Rewrite the entries from the line containing "For the photo above, indicate every instance of the team" up to and including the line containing "column 214, row 381", changing "medal ribbon" to "prize ribbon" and leaving everything else as it is. Give only those lines.

* * *

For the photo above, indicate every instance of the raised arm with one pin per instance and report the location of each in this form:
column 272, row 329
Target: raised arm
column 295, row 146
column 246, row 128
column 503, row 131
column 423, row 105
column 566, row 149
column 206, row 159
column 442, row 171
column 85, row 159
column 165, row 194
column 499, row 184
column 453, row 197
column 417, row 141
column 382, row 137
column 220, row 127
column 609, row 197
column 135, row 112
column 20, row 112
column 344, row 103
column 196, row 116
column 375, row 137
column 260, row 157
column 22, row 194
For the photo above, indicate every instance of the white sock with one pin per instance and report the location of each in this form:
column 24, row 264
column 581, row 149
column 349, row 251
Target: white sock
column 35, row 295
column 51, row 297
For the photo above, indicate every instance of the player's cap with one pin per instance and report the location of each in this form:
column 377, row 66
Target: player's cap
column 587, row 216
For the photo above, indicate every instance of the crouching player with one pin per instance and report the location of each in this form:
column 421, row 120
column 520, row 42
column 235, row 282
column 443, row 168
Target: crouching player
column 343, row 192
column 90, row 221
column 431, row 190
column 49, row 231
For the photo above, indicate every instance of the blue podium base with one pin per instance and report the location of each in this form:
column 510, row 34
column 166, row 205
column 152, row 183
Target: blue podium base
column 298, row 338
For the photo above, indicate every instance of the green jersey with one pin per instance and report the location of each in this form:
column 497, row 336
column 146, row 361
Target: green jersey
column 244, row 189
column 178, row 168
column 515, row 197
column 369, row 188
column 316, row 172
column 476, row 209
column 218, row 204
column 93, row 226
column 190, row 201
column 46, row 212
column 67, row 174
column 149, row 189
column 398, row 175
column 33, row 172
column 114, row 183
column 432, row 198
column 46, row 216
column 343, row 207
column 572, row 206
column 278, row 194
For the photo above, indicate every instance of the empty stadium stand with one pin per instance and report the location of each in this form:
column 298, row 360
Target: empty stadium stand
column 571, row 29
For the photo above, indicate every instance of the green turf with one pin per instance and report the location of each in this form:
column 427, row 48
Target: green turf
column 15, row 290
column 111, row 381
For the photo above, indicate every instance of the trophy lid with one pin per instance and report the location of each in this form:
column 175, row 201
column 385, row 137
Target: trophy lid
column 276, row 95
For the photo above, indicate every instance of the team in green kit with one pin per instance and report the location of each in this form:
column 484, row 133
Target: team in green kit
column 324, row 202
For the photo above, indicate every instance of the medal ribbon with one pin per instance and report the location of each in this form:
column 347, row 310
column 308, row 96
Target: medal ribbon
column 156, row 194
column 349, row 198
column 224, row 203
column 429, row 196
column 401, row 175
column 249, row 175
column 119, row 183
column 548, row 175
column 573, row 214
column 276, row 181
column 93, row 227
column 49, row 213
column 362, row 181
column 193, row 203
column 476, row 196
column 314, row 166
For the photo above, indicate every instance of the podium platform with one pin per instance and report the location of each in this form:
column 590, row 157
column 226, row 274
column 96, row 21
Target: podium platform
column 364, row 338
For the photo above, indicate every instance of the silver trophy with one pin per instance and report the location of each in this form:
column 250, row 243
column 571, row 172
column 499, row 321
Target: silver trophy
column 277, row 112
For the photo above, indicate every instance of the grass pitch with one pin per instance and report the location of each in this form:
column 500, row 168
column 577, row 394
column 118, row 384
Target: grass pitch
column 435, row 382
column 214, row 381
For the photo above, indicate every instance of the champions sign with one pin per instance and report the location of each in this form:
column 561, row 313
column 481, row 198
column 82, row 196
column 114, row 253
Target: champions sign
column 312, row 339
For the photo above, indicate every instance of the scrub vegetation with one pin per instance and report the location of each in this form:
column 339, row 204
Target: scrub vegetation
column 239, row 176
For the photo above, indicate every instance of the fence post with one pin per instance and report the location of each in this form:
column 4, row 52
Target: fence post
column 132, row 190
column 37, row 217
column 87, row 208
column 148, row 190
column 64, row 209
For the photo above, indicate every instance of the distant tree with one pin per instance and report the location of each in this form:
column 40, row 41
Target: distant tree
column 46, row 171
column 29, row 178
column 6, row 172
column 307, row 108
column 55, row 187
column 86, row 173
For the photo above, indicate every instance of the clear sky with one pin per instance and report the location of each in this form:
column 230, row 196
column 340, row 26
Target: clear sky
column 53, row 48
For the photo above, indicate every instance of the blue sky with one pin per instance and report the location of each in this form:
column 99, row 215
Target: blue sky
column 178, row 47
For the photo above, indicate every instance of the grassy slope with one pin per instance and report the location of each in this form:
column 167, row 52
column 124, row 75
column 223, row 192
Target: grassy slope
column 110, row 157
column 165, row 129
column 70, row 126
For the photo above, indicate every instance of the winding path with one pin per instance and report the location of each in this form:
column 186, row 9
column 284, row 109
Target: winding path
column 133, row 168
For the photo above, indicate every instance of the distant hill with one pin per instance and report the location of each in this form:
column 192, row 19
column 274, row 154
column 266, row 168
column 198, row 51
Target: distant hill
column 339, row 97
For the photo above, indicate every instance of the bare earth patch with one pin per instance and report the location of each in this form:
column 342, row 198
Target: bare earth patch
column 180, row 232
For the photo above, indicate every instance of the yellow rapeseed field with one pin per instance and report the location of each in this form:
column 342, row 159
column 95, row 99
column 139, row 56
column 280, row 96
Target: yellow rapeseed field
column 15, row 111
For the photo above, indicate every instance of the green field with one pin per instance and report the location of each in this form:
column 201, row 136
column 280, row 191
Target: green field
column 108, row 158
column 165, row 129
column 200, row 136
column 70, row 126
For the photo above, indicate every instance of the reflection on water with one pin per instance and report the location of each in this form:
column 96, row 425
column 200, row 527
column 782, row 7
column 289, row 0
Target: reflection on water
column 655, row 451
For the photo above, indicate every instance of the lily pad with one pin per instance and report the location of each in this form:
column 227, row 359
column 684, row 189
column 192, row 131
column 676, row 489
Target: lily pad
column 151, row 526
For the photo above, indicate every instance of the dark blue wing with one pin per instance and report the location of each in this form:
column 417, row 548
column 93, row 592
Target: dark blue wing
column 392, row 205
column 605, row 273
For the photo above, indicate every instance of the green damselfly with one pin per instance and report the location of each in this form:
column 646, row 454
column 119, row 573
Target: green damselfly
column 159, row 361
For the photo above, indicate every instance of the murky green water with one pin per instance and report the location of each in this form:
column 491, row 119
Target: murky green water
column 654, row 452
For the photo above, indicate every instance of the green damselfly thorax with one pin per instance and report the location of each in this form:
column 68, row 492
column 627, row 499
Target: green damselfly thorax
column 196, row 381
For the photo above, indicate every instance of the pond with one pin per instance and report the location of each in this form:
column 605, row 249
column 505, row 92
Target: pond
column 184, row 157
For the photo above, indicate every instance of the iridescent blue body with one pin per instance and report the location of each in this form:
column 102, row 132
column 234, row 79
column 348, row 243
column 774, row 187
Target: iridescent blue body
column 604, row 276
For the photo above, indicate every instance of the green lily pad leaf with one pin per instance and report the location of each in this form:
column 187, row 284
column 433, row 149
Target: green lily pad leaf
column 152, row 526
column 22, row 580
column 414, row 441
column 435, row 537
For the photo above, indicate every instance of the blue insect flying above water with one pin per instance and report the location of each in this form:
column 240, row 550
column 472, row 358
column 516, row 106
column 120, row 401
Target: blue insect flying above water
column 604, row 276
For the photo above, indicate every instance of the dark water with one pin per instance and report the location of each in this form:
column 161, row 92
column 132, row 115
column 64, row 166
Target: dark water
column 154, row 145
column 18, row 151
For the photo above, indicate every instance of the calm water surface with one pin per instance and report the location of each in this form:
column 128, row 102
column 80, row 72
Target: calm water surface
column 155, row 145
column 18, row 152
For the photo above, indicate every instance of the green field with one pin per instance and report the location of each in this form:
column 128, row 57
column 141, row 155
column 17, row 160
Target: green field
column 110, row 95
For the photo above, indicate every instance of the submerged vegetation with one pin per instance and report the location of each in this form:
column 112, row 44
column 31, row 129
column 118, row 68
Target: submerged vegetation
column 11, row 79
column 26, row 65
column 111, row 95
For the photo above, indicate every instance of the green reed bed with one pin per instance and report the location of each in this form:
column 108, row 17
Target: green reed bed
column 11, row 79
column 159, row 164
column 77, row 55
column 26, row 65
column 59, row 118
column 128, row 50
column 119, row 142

* * *

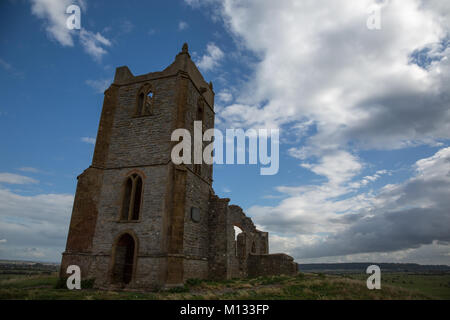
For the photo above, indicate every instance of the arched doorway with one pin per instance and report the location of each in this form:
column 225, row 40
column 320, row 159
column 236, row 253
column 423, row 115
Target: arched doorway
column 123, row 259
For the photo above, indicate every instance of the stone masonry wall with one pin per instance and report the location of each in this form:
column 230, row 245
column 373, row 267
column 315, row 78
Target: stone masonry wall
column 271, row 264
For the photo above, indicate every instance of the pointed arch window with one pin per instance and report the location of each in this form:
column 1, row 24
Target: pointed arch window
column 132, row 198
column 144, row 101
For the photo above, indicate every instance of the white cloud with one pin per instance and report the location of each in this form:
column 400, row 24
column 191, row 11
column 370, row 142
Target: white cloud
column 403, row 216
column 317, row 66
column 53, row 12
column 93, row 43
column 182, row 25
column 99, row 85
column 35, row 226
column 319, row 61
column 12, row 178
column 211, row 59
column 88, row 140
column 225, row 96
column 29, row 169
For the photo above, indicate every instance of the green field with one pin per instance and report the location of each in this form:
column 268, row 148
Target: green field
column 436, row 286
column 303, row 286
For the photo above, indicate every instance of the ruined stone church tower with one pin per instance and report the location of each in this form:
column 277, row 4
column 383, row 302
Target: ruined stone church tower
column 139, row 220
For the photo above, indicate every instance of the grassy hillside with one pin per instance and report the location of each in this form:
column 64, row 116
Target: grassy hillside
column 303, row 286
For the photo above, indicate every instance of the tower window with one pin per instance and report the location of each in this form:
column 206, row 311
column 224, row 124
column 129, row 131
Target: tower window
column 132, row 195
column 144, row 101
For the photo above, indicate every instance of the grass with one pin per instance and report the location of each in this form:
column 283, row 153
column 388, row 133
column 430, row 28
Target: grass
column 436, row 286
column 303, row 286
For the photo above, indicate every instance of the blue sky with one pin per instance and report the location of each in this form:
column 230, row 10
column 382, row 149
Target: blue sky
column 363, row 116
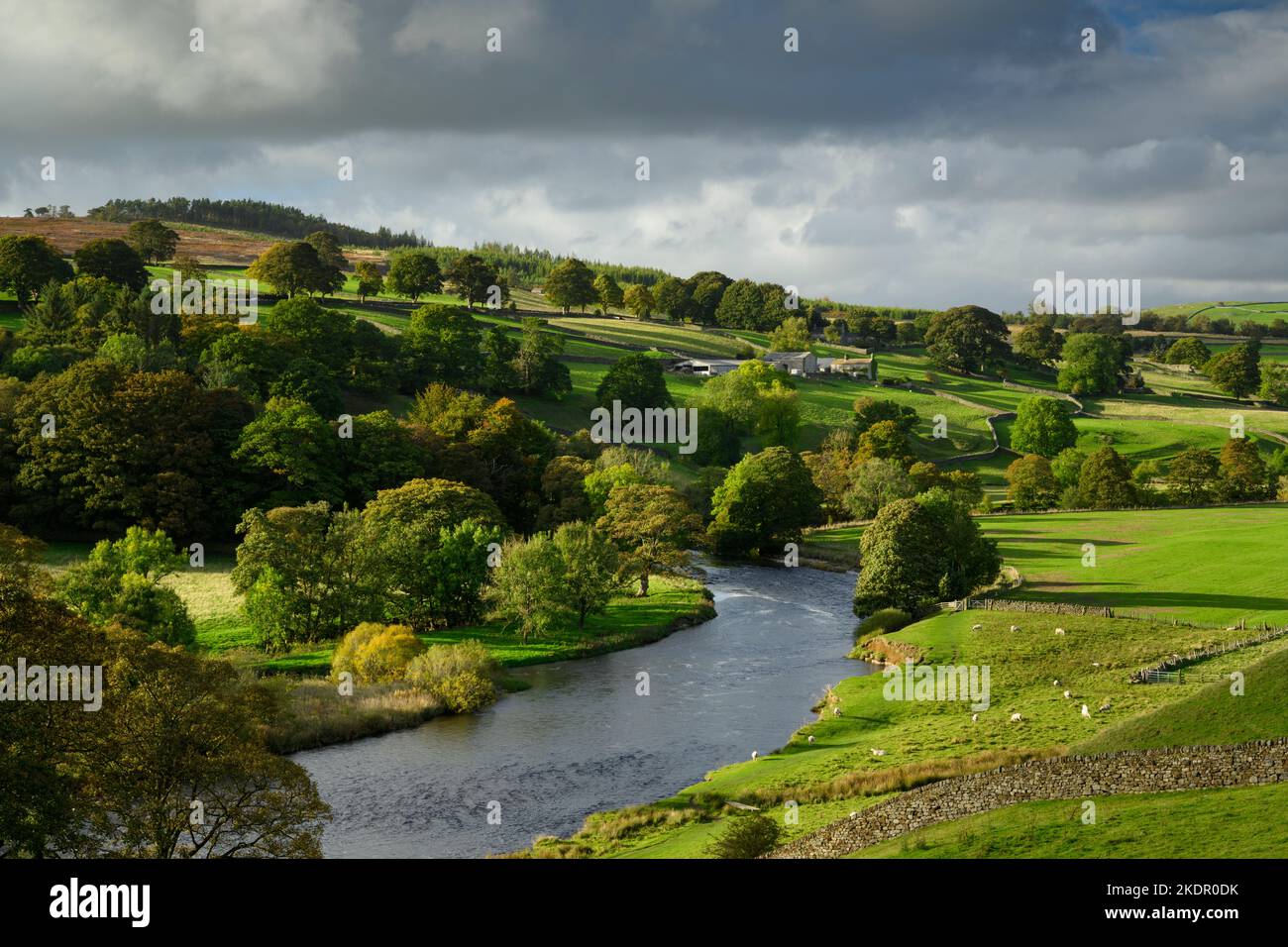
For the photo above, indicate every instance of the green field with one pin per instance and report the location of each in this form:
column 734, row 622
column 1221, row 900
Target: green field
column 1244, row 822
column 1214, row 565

* * *

*Response to the exercise*
For the photo above, indicate every instance of the team in green kit with one pin per instance and report the location of each in this form:
column 484, row 133
Target: team in green kit
column 324, row 202
For the photo above, indicate every instance of the prize ribbon with one pin per instance and report the location of each in this form:
column 347, row 310
column 308, row 96
Target: prize ribbon
column 156, row 194
column 349, row 198
column 224, row 203
column 429, row 196
column 401, row 175
column 249, row 175
column 119, row 183
column 548, row 175
column 573, row 214
column 276, row 181
column 93, row 227
column 49, row 213
column 362, row 181
column 193, row 203
column 476, row 196
column 314, row 166
For the photo above, indicate every instance of the podium platform with one pin per instance and report the location of each in this form:
column 590, row 157
column 226, row 274
column 96, row 21
Target: podium platform
column 364, row 338
For the photo above, indicate every instance of the silver trophy with one pin per instance and report the location of each in this form:
column 250, row 243
column 571, row 172
column 499, row 321
Target: silver trophy
column 277, row 112
For the photo above, indicate every instance of the grass pitch with one pin per instance and report the location of each in this form:
column 500, row 168
column 577, row 394
column 118, row 384
Target: grass pitch
column 435, row 382
column 214, row 381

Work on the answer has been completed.